● **Your assignment**
Reproduce exactly the line with "looking at the image above, help me find the stone column?" and the lines after it. Stop at the last line of the data and include nothing else.

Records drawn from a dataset
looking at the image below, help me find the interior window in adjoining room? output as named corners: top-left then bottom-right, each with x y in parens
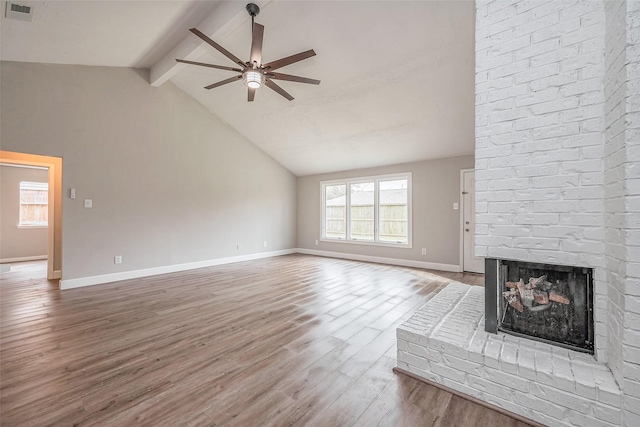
top-left (19, 181), bottom-right (48, 227)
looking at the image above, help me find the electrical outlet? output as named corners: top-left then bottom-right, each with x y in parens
top-left (453, 203), bottom-right (459, 210)
top-left (84, 199), bottom-right (92, 208)
top-left (114, 256), bottom-right (122, 264)
top-left (421, 248), bottom-right (427, 255)
top-left (263, 241), bottom-right (267, 248)
top-left (315, 240), bottom-right (319, 245)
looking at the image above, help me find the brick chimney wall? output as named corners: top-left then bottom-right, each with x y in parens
top-left (475, 1), bottom-right (640, 425)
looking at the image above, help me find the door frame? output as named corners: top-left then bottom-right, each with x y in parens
top-left (459, 168), bottom-right (474, 272)
top-left (0, 151), bottom-right (62, 281)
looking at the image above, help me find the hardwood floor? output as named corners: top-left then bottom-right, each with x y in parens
top-left (0, 255), bottom-right (531, 427)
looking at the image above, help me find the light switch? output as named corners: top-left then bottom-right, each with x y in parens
top-left (70, 188), bottom-right (76, 199)
top-left (453, 203), bottom-right (459, 210)
top-left (84, 199), bottom-right (92, 208)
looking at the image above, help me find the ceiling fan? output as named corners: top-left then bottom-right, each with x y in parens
top-left (176, 3), bottom-right (320, 102)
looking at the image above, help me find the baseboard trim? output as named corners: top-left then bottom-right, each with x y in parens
top-left (295, 248), bottom-right (461, 272)
top-left (59, 248), bottom-right (462, 290)
top-left (0, 255), bottom-right (47, 263)
top-left (393, 367), bottom-right (544, 427)
top-left (59, 249), bottom-right (296, 290)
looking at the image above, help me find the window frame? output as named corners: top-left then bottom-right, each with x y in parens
top-left (18, 181), bottom-right (49, 228)
top-left (320, 172), bottom-right (412, 248)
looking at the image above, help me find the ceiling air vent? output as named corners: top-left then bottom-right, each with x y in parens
top-left (5, 1), bottom-right (33, 22)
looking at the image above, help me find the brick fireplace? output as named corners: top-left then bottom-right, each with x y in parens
top-left (397, 1), bottom-right (639, 426)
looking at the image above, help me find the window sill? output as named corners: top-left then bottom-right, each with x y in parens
top-left (320, 238), bottom-right (412, 249)
top-left (18, 225), bottom-right (48, 229)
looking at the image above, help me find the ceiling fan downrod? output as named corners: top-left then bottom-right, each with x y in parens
top-left (246, 3), bottom-right (260, 33)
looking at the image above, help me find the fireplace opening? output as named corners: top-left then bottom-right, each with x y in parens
top-left (485, 259), bottom-right (594, 354)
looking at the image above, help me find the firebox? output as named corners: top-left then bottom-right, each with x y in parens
top-left (485, 258), bottom-right (594, 354)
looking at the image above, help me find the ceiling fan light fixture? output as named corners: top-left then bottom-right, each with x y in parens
top-left (243, 70), bottom-right (264, 88)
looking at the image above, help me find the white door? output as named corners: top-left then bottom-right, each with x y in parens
top-left (462, 170), bottom-right (484, 273)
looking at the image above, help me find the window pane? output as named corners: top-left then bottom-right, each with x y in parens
top-left (379, 179), bottom-right (408, 243)
top-left (325, 184), bottom-right (346, 239)
top-left (349, 182), bottom-right (374, 241)
top-left (19, 182), bottom-right (48, 226)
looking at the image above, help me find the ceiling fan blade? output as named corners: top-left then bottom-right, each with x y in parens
top-left (263, 49), bottom-right (316, 71)
top-left (190, 28), bottom-right (247, 69)
top-left (176, 59), bottom-right (242, 73)
top-left (248, 87), bottom-right (256, 102)
top-left (204, 75), bottom-right (242, 90)
top-left (264, 79), bottom-right (294, 101)
top-left (267, 72), bottom-right (320, 85)
top-left (250, 23), bottom-right (264, 66)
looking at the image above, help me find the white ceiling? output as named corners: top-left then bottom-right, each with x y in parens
top-left (0, 0), bottom-right (221, 68)
top-left (1, 0), bottom-right (475, 176)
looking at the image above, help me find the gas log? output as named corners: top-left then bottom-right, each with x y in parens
top-left (503, 290), bottom-right (524, 313)
top-left (503, 274), bottom-right (569, 313)
top-left (533, 290), bottom-right (549, 305)
top-left (549, 290), bottom-right (570, 305)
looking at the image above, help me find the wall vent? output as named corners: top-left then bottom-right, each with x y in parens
top-left (5, 1), bottom-right (33, 22)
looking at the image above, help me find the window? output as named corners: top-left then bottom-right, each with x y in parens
top-left (324, 184), bottom-right (346, 239)
top-left (19, 181), bottom-right (48, 227)
top-left (321, 173), bottom-right (411, 247)
top-left (350, 181), bottom-right (374, 241)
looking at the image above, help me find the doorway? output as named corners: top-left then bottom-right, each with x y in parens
top-left (0, 151), bottom-right (62, 281)
top-left (461, 169), bottom-right (484, 274)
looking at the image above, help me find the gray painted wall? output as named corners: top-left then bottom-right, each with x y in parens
top-left (0, 165), bottom-right (48, 260)
top-left (0, 61), bottom-right (297, 280)
top-left (297, 156), bottom-right (475, 267)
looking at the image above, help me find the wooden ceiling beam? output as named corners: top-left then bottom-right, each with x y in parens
top-left (149, 0), bottom-right (271, 87)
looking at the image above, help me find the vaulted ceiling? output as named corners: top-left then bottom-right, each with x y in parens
top-left (1, 0), bottom-right (475, 176)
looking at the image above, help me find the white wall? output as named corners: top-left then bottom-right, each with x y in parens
top-left (0, 62), bottom-right (297, 282)
top-left (297, 156), bottom-right (475, 269)
top-left (0, 165), bottom-right (48, 261)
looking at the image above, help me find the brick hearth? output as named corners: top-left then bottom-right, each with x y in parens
top-left (397, 283), bottom-right (621, 427)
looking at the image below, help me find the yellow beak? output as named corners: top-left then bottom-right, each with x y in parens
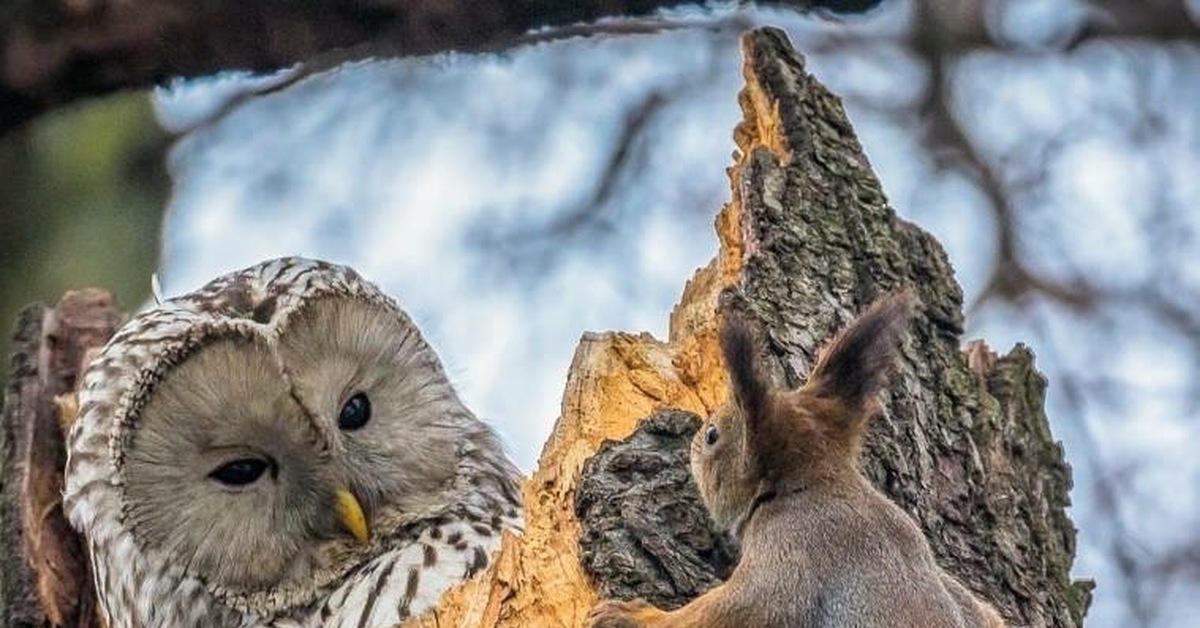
top-left (335, 488), bottom-right (370, 544)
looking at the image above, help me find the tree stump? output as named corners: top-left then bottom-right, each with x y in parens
top-left (0, 27), bottom-right (1090, 628)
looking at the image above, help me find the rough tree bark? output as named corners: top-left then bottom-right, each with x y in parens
top-left (0, 27), bottom-right (1089, 628)
top-left (0, 0), bottom-right (884, 136)
top-left (1, 290), bottom-right (122, 628)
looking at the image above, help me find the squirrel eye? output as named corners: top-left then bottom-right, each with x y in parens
top-left (704, 425), bottom-right (719, 446)
top-left (338, 393), bottom-right (371, 431)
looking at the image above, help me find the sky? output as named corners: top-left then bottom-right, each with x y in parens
top-left (152, 2), bottom-right (1199, 625)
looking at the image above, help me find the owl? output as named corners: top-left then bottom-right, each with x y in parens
top-left (62, 257), bottom-right (523, 628)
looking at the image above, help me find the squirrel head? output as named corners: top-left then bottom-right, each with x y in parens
top-left (690, 291), bottom-right (915, 533)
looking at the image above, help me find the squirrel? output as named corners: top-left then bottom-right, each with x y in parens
top-left (587, 291), bottom-right (1006, 628)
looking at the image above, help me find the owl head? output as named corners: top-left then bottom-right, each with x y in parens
top-left (63, 258), bottom-right (519, 624)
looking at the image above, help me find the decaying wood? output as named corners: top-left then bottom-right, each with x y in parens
top-left (409, 28), bottom-right (1090, 628)
top-left (0, 26), bottom-right (1088, 628)
top-left (1, 290), bottom-right (122, 628)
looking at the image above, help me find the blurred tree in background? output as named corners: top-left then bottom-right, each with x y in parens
top-left (0, 95), bottom-right (167, 368)
top-left (2, 0), bottom-right (1198, 626)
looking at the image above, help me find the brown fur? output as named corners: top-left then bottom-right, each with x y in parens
top-left (588, 291), bottom-right (1006, 628)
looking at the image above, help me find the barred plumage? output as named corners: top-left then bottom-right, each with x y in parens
top-left (63, 257), bottom-right (523, 627)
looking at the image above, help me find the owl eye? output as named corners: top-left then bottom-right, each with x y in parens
top-left (209, 458), bottom-right (270, 487)
top-left (338, 393), bottom-right (371, 431)
top-left (704, 425), bottom-right (719, 446)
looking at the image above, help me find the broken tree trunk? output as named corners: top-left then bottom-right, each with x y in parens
top-left (0, 27), bottom-right (1089, 628)
top-left (411, 28), bottom-right (1090, 628)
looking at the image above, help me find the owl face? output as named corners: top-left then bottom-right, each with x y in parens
top-left (121, 332), bottom-right (338, 593)
top-left (64, 258), bottom-right (517, 623)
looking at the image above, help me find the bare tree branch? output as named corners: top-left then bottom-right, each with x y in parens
top-left (0, 0), bottom-right (884, 135)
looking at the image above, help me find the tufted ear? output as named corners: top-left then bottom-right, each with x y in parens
top-left (804, 291), bottom-right (915, 411)
top-left (720, 318), bottom-right (769, 425)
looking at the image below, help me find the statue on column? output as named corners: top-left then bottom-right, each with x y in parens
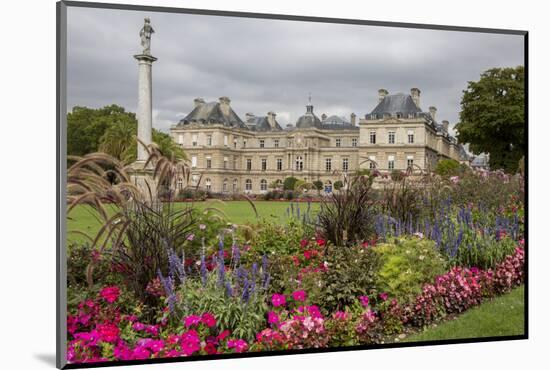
top-left (139, 17), bottom-right (155, 55)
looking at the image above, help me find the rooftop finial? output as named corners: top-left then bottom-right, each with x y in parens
top-left (308, 92), bottom-right (312, 104)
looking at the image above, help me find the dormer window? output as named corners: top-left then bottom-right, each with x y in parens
top-left (335, 138), bottom-right (341, 147)
top-left (260, 139), bottom-right (265, 148)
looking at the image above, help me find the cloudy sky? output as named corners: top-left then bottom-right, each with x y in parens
top-left (67, 6), bottom-right (524, 134)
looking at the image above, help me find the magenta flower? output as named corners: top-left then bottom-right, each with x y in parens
top-left (267, 311), bottom-right (280, 325)
top-left (271, 293), bottom-right (286, 307)
top-left (99, 286), bottom-right (120, 304)
top-left (379, 292), bottom-right (388, 301)
top-left (227, 339), bottom-right (248, 353)
top-left (201, 312), bottom-right (217, 328)
top-left (186, 233), bottom-right (195, 241)
top-left (180, 330), bottom-right (201, 356)
top-left (359, 295), bottom-right (370, 307)
top-left (132, 322), bottom-right (145, 331)
top-left (184, 315), bottom-right (202, 328)
top-left (291, 290), bottom-right (307, 302)
top-left (97, 323), bottom-right (120, 343)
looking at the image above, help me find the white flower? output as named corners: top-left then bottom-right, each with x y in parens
top-left (419, 255), bottom-right (425, 260)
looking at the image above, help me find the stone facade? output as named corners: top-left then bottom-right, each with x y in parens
top-left (169, 89), bottom-right (465, 194)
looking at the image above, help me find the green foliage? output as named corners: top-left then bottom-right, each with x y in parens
top-left (314, 245), bottom-right (382, 313)
top-left (67, 104), bottom-right (185, 164)
top-left (177, 272), bottom-right (268, 342)
top-left (312, 180), bottom-right (323, 192)
top-left (333, 180), bottom-right (343, 190)
top-left (435, 159), bottom-right (461, 177)
top-left (249, 218), bottom-right (305, 257)
top-left (455, 66), bottom-right (525, 173)
top-left (447, 232), bottom-right (518, 270)
top-left (283, 176), bottom-right (298, 191)
top-left (374, 237), bottom-right (446, 301)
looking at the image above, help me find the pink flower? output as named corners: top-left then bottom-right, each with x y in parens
top-left (359, 295), bottom-right (370, 307)
top-left (180, 330), bottom-right (201, 356)
top-left (227, 339), bottom-right (248, 353)
top-left (333, 311), bottom-right (349, 320)
top-left (291, 290), bottom-right (307, 302)
top-left (97, 323), bottom-right (120, 343)
top-left (300, 239), bottom-right (309, 248)
top-left (99, 286), bottom-right (120, 304)
top-left (184, 315), bottom-right (202, 328)
top-left (379, 292), bottom-right (388, 301)
top-left (201, 313), bottom-right (217, 328)
top-left (132, 322), bottom-right (145, 331)
top-left (199, 224), bottom-right (207, 230)
top-left (271, 293), bottom-right (286, 307)
top-left (450, 176), bottom-right (460, 184)
top-left (186, 233), bottom-right (195, 241)
top-left (267, 311), bottom-right (280, 325)
top-left (217, 329), bottom-right (230, 341)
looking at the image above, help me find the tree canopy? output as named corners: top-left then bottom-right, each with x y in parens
top-left (455, 66), bottom-right (525, 173)
top-left (67, 104), bottom-right (185, 164)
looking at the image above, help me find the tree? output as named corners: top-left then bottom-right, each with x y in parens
top-left (455, 66), bottom-right (525, 173)
top-left (312, 180), bottom-right (323, 195)
top-left (67, 105), bottom-right (185, 164)
top-left (283, 176), bottom-right (298, 191)
top-left (435, 159), bottom-right (461, 177)
top-left (333, 180), bottom-right (344, 191)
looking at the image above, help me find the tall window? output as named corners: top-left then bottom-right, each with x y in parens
top-left (233, 156), bottom-right (238, 170)
top-left (335, 138), bottom-right (341, 147)
top-left (192, 134), bottom-right (198, 146)
top-left (245, 179), bottom-right (252, 191)
top-left (246, 158), bottom-right (252, 171)
top-left (243, 140), bottom-right (247, 148)
top-left (342, 158), bottom-right (349, 172)
top-left (261, 158), bottom-right (267, 171)
top-left (388, 155), bottom-right (395, 170)
top-left (407, 156), bottom-right (414, 168)
top-left (369, 131), bottom-right (376, 144)
top-left (408, 130), bottom-right (414, 144)
top-left (325, 158), bottom-right (332, 172)
top-left (259, 139), bottom-right (265, 148)
top-left (205, 178), bottom-right (212, 191)
top-left (223, 179), bottom-right (228, 193)
top-left (352, 138), bottom-right (357, 147)
top-left (369, 156), bottom-right (376, 169)
top-left (274, 139), bottom-right (279, 148)
top-left (223, 134), bottom-right (228, 146)
top-left (206, 135), bottom-right (212, 146)
top-left (177, 178), bottom-right (183, 190)
top-left (260, 179), bottom-right (268, 191)
top-left (277, 158), bottom-right (283, 171)
top-left (388, 131), bottom-right (395, 144)
top-left (178, 134), bottom-right (184, 145)
top-left (234, 139), bottom-right (238, 148)
top-left (206, 157), bottom-right (212, 169)
top-left (295, 156), bottom-right (303, 171)
top-left (232, 179), bottom-right (238, 192)
top-left (223, 157), bottom-right (228, 169)
top-left (191, 156), bottom-right (197, 168)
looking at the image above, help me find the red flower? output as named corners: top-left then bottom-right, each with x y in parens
top-left (201, 313), bottom-right (217, 328)
top-left (300, 239), bottom-right (309, 248)
top-left (316, 238), bottom-right (326, 247)
top-left (100, 286), bottom-right (120, 304)
top-left (97, 323), bottom-right (120, 343)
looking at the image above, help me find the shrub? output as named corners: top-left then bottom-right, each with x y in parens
top-left (435, 159), bottom-right (461, 177)
top-left (313, 244), bottom-right (381, 313)
top-left (283, 177), bottom-right (298, 191)
top-left (333, 180), bottom-right (343, 190)
top-left (250, 218), bottom-right (306, 257)
top-left (374, 237), bottom-right (446, 302)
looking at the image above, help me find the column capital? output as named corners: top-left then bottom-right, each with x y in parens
top-left (133, 54), bottom-right (158, 63)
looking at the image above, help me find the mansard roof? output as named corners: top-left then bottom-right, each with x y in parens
top-left (178, 100), bottom-right (247, 128)
top-left (370, 93), bottom-right (422, 116)
top-left (245, 115), bottom-right (283, 132)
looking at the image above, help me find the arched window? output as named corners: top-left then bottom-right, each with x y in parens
top-left (324, 180), bottom-right (333, 194)
top-left (232, 179), bottom-right (238, 192)
top-left (205, 178), bottom-right (211, 191)
top-left (223, 178), bottom-right (228, 193)
top-left (295, 155), bottom-right (303, 171)
top-left (260, 179), bottom-right (268, 191)
top-left (245, 179), bottom-right (252, 191)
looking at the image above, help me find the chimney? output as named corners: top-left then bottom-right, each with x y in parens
top-left (321, 113), bottom-right (327, 121)
top-left (350, 112), bottom-right (356, 126)
top-left (219, 96), bottom-right (231, 116)
top-left (378, 89), bottom-right (389, 103)
top-left (267, 111), bottom-right (277, 128)
top-left (410, 88), bottom-right (421, 108)
top-left (442, 120), bottom-right (449, 133)
top-left (193, 97), bottom-right (205, 108)
top-left (245, 112), bottom-right (255, 123)
top-left (429, 106), bottom-right (437, 121)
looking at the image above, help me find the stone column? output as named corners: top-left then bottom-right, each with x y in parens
top-left (134, 53), bottom-right (157, 161)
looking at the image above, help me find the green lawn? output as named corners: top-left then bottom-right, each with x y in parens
top-left (67, 200), bottom-right (320, 244)
top-left (405, 285), bottom-right (525, 342)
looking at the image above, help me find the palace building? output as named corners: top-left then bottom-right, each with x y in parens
top-left (170, 88), bottom-right (467, 194)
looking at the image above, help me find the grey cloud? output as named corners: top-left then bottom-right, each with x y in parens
top-left (67, 7), bottom-right (524, 133)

● **Answer area**
looking at the image above, help me find the stone column? output as named corners: top-left then bottom-right, each with x y in parens
top-left (134, 53), bottom-right (157, 161)
looking at the image above, help me find the green lawn? output as named corners: top-left then bottom-right, each with x y in parens
top-left (67, 200), bottom-right (320, 244)
top-left (405, 285), bottom-right (525, 342)
looking at the image above, help me find the palace building? output as named corners: top-left then bottom-right, each with x y in parens
top-left (170, 88), bottom-right (467, 194)
looking at the image above, help me find the grey cloud? output as named corners: top-left then bottom-right, each with x y in parens
top-left (67, 7), bottom-right (524, 133)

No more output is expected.